WHAT THIS TASK INVOLVES –
Pictures within the data are to be left out; everything else must be reproduced exactly.

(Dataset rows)
<<<<
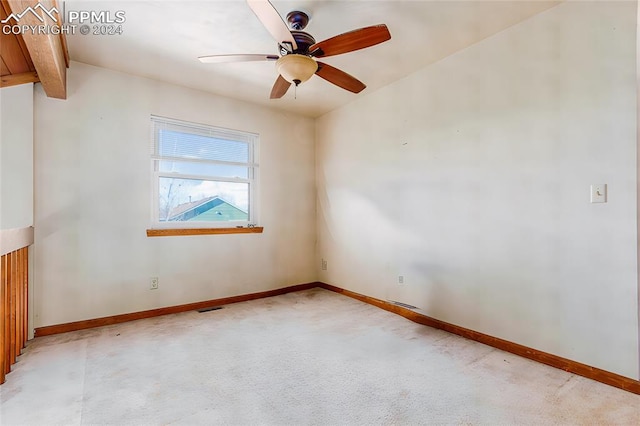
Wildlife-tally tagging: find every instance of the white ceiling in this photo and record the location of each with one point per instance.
(162, 39)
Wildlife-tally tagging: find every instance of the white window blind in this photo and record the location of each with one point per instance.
(203, 175)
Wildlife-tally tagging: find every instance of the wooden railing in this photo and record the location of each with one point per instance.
(14, 296)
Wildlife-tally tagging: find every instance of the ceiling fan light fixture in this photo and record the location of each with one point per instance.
(296, 68)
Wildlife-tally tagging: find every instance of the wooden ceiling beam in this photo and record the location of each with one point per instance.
(15, 79)
(46, 50)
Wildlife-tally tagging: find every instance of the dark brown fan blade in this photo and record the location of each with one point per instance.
(280, 87)
(353, 40)
(339, 78)
(271, 19)
(216, 59)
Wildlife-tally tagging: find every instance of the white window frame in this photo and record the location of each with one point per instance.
(252, 139)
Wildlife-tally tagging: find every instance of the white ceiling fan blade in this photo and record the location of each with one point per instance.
(271, 19)
(218, 59)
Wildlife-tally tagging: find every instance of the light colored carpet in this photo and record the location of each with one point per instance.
(312, 357)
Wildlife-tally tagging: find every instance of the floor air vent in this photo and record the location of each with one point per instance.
(213, 308)
(404, 305)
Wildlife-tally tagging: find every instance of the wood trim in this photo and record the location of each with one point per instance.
(177, 232)
(17, 79)
(46, 51)
(116, 319)
(63, 38)
(3, 287)
(565, 364)
(15, 239)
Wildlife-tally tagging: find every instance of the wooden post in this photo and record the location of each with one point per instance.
(3, 281)
(25, 298)
(13, 299)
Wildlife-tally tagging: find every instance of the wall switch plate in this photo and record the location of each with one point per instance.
(599, 193)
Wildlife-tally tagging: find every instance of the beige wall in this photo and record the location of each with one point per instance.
(93, 202)
(16, 156)
(471, 179)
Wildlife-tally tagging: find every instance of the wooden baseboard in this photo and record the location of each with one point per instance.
(565, 364)
(116, 319)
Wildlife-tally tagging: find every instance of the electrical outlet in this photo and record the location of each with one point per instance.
(599, 193)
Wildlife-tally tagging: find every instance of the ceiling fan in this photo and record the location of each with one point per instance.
(296, 61)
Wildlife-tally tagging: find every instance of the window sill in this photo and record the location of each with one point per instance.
(201, 231)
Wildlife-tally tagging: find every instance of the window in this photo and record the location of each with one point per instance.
(204, 177)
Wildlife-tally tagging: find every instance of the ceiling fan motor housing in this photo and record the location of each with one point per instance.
(303, 40)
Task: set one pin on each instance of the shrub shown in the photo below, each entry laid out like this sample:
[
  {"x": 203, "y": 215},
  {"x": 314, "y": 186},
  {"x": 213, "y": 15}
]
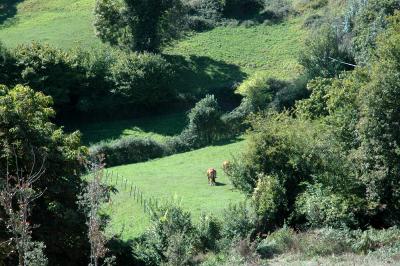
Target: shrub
[
  {"x": 139, "y": 25},
  {"x": 277, "y": 9},
  {"x": 235, "y": 121},
  {"x": 323, "y": 207},
  {"x": 239, "y": 221},
  {"x": 260, "y": 90},
  {"x": 209, "y": 232},
  {"x": 207, "y": 9},
  {"x": 310, "y": 4},
  {"x": 313, "y": 21},
  {"x": 75, "y": 79},
  {"x": 365, "y": 20},
  {"x": 7, "y": 66},
  {"x": 128, "y": 150},
  {"x": 323, "y": 55},
  {"x": 278, "y": 242},
  {"x": 198, "y": 23},
  {"x": 143, "y": 79},
  {"x": 291, "y": 151},
  {"x": 171, "y": 237},
  {"x": 205, "y": 121},
  {"x": 269, "y": 199}
]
>>>>
ANSWER FOR THE TASK –
Wildlife-tally tagging: find every instance of the white ceiling in this photo and record the location of each with one point per instance.
(162, 39)
Wildlife-tally tagging: find every instance of the white window blind in this photo and record the location of each with one point per instance.
(203, 175)
Wildlife-tally tagging: find every instance of the wooden railing in this photo and record the location of each with one point per instance.
(14, 296)
Wildlife-tally tagging: find every instance of the ceiling fan light fixture in this photo and record the location of each with one point per instance.
(296, 68)
Wildlife-tally tagging: find every instance of the wooden ceiling beam in this photo and record the location of each with one point per instance.
(15, 79)
(46, 50)
Wildlife-tally tagging: find every instance of the dark brown fan blade in this photo and record the location of each with one point per instance.
(280, 87)
(353, 40)
(339, 78)
(271, 19)
(216, 59)
Wildlife-tally tagging: find every instance of the white window frame in this photo and record the location of each with one point per instance.
(252, 139)
Wildlife-tally tagging: find every instance of the white ceiling fan blade in this photo and record the location of each with one point per instance.
(271, 19)
(218, 59)
Wildlife-tally tagging: find every instance of the light colored carpet in this photo and record the location of each with one point per instance.
(312, 357)
Wildlife-tally tagging: find every instance of the floor air vent in this photo and record the location of each with one point per instance.
(213, 308)
(404, 305)
Wildlife-tally tagging: find every instance of the wood trim in this photo and record the location of each with one point per instance.
(177, 232)
(17, 79)
(46, 51)
(116, 319)
(63, 38)
(3, 287)
(565, 364)
(15, 239)
Wildlife-tally tagging: find every instance of the wooden post in this photo and record the location of each with one point per instance.
(3, 281)
(25, 298)
(13, 299)
Wildlife-tally tagging: find every instance of the wall switch plate in this photo and record the location of each with one point per instance.
(599, 193)
Wildlife-tally tagging: find every instance of the beige wall in this photo and record the location of each with one point per instance.
(93, 202)
(16, 156)
(471, 179)
Wildlife-tally tagging: find every instance of the wooden baseboard in this photo and record the location of each with one point per instance.
(565, 364)
(116, 319)
Wildlife-tally tagging: find every instance of the electrical outlet in this photo and record the location of each with one point per instance.
(599, 193)
Wildlife-tally tagging: find every instance of the ceiling fan in this photo and record the location of each with one point per instance.
(296, 61)
Wildlife-tally tagging: find every instance of the window sill in this photo and record the location of each with one point per instance.
(201, 231)
Wildlife-tally tagging: find every instance of the window in this photo and record the location of each with one point per instance.
(204, 177)
Wildlife-tally tagging: find every instance of the ceiling fan motor housing in this photo and record the location of each with one point per instance.
(303, 40)
Task: set one pin on each instance of the shrub shown in the photo below, each entry laid out like this sample:
[
  {"x": 203, "y": 215},
  {"x": 314, "y": 186},
  {"x": 213, "y": 15}
]
Target: shrub
[
  {"x": 139, "y": 25},
  {"x": 277, "y": 9},
  {"x": 235, "y": 121},
  {"x": 323, "y": 207},
  {"x": 239, "y": 221},
  {"x": 260, "y": 90},
  {"x": 209, "y": 232},
  {"x": 207, "y": 9},
  {"x": 310, "y": 4},
  {"x": 313, "y": 21},
  {"x": 75, "y": 79},
  {"x": 365, "y": 20},
  {"x": 7, "y": 66},
  {"x": 128, "y": 150},
  {"x": 323, "y": 55},
  {"x": 278, "y": 242},
  {"x": 198, "y": 23},
  {"x": 143, "y": 79},
  {"x": 291, "y": 151},
  {"x": 171, "y": 237},
  {"x": 205, "y": 121},
  {"x": 269, "y": 199}
]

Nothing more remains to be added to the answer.